ASG owns an extensive family of IP in the field of silicon nanowires and their application.
About the Technology
Application in Biosensors
Nanowires have been shown to be highly sensitive detectors of biomarkers, but traditional processes for fabrication are expensive and produce devices with only a handful of nanowires to accomplish the detection. ASG can produce devices with millions of nanowires inexpensively providing the opportunity for both highly sensitive detection and detection of multiple biomarkers on the same chip. ASG recently was awarded an NSF Small Business Technology Transfer (STTR) award to apply the technology for the detection of lung cancer biomarkers from blood samples which could result in major cost savings and improvements in patient outcomes.

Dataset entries
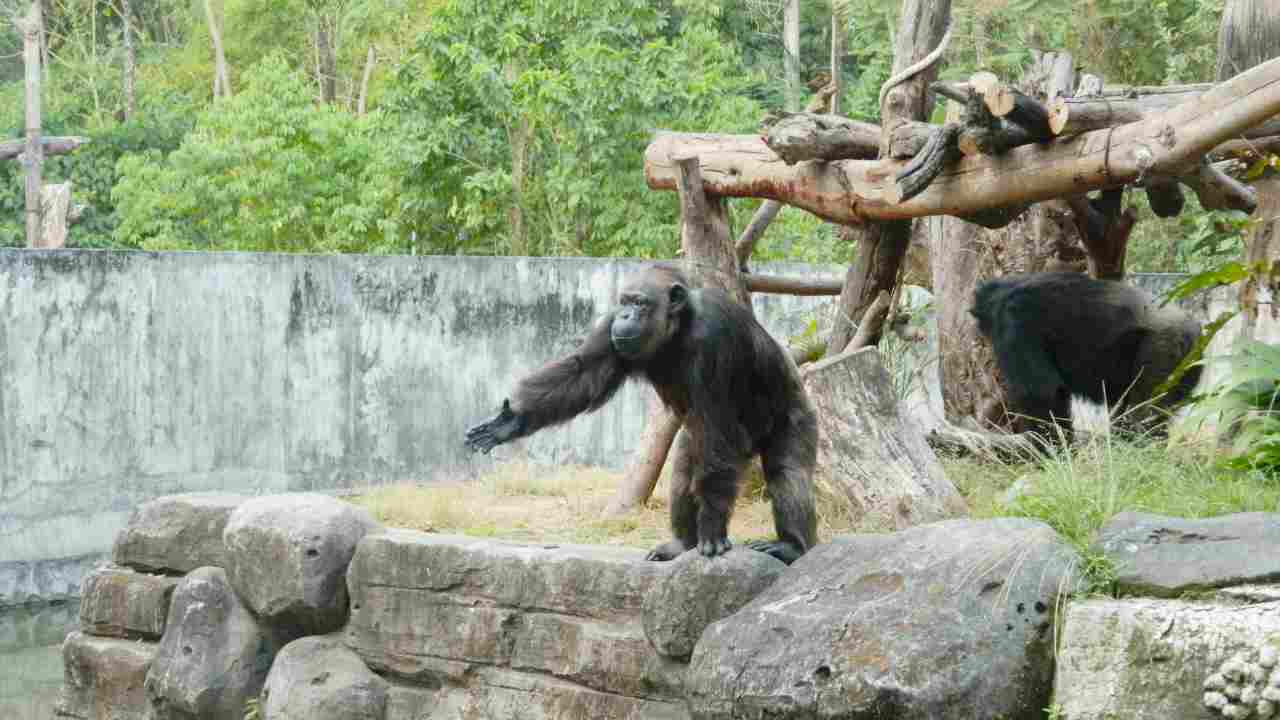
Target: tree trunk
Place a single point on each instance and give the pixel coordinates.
(56, 204)
(1251, 35)
(327, 62)
(791, 53)
(709, 261)
(882, 245)
(520, 136)
(129, 59)
(33, 154)
(364, 81)
(839, 32)
(1041, 238)
(222, 80)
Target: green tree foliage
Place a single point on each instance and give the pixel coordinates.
(580, 87)
(464, 90)
(265, 169)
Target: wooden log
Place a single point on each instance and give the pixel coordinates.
(810, 136)
(1166, 199)
(55, 204)
(872, 326)
(1011, 105)
(51, 145)
(1138, 90)
(1089, 85)
(641, 477)
(853, 191)
(1220, 191)
(803, 136)
(940, 151)
(808, 287)
(997, 96)
(1072, 115)
(32, 154)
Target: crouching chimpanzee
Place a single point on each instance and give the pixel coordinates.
(727, 379)
(1059, 335)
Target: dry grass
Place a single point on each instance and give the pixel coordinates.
(566, 505)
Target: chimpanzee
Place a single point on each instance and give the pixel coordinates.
(1059, 335)
(730, 382)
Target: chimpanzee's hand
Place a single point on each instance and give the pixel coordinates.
(503, 427)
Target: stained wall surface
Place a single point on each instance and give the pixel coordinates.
(127, 376)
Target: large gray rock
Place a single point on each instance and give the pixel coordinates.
(119, 602)
(214, 655)
(1169, 556)
(287, 557)
(318, 678)
(104, 678)
(437, 609)
(177, 533)
(700, 591)
(952, 619)
(871, 451)
(1147, 659)
(493, 693)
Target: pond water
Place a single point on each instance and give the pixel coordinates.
(31, 660)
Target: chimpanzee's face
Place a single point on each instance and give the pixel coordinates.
(647, 318)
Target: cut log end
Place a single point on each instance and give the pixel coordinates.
(1059, 110)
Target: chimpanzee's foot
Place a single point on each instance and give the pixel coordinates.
(712, 547)
(668, 550)
(782, 550)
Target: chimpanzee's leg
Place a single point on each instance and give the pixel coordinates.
(789, 461)
(684, 504)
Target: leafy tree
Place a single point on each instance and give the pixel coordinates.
(265, 169)
(543, 110)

- _Problem_
Write what comes next in the text about ASG's silicon nanowire technology, picking up right after its last sentence. This material has nothing to do with the text about ASG's silicon nanowires.

- _Task output_
Applications in Solar PV
In solar photovoltaics, the process can be implemented using tools found in standard solar cell lines and can produce gains of 0.5% to 1.5% in absolute efficiency over baseline processes. This means no new capital is needed so there is only a modest upfront engineering cost in implementing the process. The cost at the cell level is estimated to be the same as standard cells on a $/Wp basis which means that costs are lowered at the module level and further downstream. The higher efficiency also means cells and modules are worth more. Perhaps most important today, our process can successfully texture multicrystalline wafers sawn with diamond wire, enabling the material and cost savings available from this improved technology. The combination of these effects will raise margins substantially for cell makers (we estimate approximate doubling).